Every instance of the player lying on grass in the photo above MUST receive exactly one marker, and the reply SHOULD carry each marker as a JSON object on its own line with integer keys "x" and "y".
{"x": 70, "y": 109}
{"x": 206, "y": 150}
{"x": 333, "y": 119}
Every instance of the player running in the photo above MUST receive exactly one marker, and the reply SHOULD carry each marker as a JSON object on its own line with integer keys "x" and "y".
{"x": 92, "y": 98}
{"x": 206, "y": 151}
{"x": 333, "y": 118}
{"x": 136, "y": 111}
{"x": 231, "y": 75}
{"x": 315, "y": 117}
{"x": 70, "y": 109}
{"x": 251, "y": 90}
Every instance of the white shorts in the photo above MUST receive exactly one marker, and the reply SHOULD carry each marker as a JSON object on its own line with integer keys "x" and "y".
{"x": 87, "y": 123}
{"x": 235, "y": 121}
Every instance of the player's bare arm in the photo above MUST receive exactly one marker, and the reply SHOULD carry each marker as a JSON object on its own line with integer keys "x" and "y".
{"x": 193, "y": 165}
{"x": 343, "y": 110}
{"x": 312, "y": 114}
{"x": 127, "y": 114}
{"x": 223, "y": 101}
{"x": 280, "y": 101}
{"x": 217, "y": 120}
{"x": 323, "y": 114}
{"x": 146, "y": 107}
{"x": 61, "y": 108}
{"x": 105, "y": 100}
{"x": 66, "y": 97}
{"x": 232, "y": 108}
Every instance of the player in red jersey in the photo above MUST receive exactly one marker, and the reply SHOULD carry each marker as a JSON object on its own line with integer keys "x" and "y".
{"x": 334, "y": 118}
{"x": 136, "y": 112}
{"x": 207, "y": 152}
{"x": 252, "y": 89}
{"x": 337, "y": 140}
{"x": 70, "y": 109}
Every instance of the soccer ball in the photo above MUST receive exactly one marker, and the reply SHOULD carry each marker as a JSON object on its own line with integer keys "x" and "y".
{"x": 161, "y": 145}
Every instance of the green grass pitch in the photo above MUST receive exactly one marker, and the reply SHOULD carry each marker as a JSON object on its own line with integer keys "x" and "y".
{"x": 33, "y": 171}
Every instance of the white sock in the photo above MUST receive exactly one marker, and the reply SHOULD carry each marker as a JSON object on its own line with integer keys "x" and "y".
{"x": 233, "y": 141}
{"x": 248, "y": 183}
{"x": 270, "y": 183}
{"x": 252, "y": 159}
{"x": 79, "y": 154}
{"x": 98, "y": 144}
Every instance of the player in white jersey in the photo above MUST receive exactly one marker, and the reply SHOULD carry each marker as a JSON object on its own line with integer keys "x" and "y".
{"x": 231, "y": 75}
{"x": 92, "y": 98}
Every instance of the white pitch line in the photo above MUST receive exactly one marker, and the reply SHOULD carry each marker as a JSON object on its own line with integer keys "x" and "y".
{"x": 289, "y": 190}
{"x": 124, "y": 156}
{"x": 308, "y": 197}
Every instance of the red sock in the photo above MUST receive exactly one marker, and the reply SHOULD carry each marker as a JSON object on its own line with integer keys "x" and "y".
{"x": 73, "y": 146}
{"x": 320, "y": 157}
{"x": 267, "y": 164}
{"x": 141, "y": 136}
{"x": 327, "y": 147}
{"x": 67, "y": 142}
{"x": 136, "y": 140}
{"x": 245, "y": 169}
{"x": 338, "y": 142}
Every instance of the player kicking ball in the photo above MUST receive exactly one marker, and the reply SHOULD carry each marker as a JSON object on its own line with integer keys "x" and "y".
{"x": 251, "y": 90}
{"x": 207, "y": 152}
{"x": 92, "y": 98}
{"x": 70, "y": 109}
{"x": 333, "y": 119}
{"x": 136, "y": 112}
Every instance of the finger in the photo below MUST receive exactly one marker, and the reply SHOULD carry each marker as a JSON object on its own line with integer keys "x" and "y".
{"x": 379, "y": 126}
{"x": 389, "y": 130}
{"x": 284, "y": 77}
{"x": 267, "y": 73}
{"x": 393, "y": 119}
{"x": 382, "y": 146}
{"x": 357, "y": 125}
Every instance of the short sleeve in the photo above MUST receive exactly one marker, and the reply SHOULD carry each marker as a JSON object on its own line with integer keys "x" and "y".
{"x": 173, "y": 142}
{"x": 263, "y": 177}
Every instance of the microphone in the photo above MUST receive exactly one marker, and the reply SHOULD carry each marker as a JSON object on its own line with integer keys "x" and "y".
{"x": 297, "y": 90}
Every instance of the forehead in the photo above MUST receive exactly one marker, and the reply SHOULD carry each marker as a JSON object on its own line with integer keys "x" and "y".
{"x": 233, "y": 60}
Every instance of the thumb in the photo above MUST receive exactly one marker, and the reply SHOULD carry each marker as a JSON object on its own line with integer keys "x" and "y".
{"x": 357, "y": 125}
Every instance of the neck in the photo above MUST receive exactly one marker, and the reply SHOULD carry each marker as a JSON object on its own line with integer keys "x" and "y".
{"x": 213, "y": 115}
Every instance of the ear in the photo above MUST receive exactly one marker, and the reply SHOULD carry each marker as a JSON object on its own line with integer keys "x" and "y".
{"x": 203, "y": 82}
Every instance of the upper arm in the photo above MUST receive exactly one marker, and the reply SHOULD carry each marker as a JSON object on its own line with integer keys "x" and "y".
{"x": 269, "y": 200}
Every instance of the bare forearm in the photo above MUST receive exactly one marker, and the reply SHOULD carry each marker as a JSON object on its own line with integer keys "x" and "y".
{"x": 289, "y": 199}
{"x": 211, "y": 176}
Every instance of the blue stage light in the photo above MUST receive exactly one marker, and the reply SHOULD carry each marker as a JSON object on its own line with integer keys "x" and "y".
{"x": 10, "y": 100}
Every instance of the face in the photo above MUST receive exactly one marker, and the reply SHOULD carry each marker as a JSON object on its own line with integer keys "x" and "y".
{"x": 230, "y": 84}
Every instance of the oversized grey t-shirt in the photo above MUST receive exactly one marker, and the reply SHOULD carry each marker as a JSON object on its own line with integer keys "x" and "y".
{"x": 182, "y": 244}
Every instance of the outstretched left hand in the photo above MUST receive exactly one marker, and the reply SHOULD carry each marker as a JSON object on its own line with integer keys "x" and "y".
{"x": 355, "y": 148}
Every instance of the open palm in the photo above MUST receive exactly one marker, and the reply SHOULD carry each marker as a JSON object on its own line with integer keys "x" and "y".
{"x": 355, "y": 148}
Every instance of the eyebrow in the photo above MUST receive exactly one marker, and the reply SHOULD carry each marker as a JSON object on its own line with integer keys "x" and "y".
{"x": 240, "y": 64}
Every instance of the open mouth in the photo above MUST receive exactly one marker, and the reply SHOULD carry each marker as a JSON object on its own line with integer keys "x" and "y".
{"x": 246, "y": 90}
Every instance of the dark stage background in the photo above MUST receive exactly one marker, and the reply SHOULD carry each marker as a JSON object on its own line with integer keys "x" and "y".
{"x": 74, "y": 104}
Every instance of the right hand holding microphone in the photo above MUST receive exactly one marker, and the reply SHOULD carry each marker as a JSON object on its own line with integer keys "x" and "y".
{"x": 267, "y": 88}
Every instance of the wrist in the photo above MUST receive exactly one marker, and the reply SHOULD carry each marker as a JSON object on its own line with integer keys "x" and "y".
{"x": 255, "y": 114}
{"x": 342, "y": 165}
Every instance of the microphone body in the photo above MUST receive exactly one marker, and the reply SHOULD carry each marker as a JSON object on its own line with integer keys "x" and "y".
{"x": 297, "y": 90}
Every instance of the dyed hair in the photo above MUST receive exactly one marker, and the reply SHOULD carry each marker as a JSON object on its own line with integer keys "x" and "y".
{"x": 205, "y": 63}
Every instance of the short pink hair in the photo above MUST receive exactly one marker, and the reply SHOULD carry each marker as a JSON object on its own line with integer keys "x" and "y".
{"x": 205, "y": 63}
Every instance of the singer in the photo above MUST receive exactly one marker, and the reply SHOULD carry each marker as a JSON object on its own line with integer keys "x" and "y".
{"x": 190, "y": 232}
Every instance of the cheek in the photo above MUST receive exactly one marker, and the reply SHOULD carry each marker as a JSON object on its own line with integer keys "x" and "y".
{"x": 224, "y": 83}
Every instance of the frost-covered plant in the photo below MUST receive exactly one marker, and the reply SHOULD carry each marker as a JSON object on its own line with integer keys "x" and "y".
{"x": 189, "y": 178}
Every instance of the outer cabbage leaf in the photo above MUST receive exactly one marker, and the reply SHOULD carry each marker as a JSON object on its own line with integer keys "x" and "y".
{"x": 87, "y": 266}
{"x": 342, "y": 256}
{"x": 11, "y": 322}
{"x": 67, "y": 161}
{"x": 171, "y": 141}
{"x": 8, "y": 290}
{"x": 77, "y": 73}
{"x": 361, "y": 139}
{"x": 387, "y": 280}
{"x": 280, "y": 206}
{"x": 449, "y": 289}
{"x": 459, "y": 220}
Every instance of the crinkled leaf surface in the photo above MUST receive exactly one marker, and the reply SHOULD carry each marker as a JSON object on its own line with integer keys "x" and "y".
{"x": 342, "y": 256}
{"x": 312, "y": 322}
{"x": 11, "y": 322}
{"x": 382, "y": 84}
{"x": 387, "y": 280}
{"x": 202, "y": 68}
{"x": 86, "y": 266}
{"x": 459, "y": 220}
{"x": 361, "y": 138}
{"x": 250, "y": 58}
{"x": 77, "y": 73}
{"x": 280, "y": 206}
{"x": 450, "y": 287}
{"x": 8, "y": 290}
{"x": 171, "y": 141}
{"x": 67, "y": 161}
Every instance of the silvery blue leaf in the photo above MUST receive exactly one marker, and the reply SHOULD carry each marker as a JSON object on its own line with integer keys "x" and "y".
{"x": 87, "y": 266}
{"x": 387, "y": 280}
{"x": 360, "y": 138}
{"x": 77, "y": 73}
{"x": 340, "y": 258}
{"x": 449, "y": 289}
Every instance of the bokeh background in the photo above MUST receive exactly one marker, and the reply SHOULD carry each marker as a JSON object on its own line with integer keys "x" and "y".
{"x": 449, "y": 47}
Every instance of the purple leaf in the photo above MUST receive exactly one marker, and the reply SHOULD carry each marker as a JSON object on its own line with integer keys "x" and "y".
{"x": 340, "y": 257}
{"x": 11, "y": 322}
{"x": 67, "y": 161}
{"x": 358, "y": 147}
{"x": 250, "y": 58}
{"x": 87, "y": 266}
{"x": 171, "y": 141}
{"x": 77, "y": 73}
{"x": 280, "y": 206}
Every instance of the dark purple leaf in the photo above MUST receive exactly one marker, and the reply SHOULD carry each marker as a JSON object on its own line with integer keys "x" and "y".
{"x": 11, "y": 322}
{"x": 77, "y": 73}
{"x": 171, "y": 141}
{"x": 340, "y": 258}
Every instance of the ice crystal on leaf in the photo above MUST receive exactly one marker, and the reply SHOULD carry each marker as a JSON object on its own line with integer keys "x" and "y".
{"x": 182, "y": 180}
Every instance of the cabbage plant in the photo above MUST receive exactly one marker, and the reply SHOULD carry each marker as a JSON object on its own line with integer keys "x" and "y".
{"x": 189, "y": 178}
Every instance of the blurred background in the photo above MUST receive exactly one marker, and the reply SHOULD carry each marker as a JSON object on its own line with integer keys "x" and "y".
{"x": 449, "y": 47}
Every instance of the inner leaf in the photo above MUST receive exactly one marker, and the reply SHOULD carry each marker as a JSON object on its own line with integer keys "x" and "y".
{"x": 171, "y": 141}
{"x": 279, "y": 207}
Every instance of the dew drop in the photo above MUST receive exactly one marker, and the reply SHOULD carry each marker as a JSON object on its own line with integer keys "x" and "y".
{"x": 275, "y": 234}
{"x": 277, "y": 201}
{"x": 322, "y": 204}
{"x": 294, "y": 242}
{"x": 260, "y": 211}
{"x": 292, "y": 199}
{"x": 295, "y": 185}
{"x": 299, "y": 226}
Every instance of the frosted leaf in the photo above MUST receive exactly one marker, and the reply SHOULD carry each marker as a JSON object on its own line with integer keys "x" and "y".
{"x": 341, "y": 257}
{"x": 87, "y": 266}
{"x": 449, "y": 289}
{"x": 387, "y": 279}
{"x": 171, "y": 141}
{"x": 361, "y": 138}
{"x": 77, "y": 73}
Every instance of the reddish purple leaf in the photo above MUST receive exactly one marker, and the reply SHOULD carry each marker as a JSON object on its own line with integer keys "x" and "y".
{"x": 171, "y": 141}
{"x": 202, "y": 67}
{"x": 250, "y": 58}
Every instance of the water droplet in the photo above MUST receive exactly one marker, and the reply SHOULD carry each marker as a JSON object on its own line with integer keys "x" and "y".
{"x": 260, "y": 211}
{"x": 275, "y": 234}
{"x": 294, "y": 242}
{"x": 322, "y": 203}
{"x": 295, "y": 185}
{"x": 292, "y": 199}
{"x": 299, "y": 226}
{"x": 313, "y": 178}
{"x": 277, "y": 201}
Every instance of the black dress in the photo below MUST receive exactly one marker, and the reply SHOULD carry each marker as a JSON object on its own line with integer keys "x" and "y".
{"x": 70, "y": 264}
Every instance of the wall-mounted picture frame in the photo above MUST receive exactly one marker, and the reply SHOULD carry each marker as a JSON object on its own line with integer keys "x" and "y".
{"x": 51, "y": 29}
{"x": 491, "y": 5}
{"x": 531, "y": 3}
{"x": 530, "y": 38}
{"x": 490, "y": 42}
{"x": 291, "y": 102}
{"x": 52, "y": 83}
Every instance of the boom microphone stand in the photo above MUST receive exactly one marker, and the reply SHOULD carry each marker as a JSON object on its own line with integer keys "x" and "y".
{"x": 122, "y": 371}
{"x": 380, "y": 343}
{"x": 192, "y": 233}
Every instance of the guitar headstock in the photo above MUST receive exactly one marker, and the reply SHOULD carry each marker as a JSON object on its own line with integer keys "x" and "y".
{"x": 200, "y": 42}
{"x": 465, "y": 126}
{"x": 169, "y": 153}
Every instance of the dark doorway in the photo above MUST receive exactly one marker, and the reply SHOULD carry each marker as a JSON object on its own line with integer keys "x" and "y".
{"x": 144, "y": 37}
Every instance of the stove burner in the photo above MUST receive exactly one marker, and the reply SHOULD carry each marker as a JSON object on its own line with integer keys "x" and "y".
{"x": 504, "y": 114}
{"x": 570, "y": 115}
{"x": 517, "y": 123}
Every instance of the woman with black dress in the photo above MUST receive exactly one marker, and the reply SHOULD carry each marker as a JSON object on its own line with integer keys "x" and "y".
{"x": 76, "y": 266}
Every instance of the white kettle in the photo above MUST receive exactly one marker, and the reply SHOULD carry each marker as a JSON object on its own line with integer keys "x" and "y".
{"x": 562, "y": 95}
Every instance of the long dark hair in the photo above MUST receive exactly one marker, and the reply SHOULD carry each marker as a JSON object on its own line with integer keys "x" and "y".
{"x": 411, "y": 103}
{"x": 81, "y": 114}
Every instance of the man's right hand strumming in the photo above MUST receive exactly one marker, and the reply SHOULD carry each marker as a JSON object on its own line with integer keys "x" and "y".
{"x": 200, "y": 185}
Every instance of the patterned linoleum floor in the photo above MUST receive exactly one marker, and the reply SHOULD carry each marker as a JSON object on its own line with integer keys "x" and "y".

============

Written task >> Repeat only the lines from the one holding "Every instance of the woman" through the last line of the data.

Solution to this exercise >>
Every instance of the woman with black dress in the photo above MUST receive exactly one marker, and the reply SHOULD carry each marker as a JSON object on its own line with integer keys "x" and "y".
{"x": 76, "y": 266}
Every instance of the white kettle in the photo above MUST receive exactly one marker, and the reply SHOULD carry each marker as a JSON object on its own line with integer keys "x" and "y".
{"x": 562, "y": 95}
Every instance of the long dark hair in the photo above MUST receive exactly one marker, and the reply SHOULD carry each marker as a JSON object on its own line with integer keys "x" and "y".
{"x": 411, "y": 103}
{"x": 81, "y": 114}
Every instance of the man's right hand strumming in the photo above MUST receive exactly one marker, and the reply SHOULD carry each marker as a JSON object on its own line with integer keys "x" and "y".
{"x": 200, "y": 185}
Every instance of the patterned linoleum floor in the photo above MUST receive exactly one marker, and the reply SHOULD carry each marker as a JSON object on its own line with integer keys "x" and "y".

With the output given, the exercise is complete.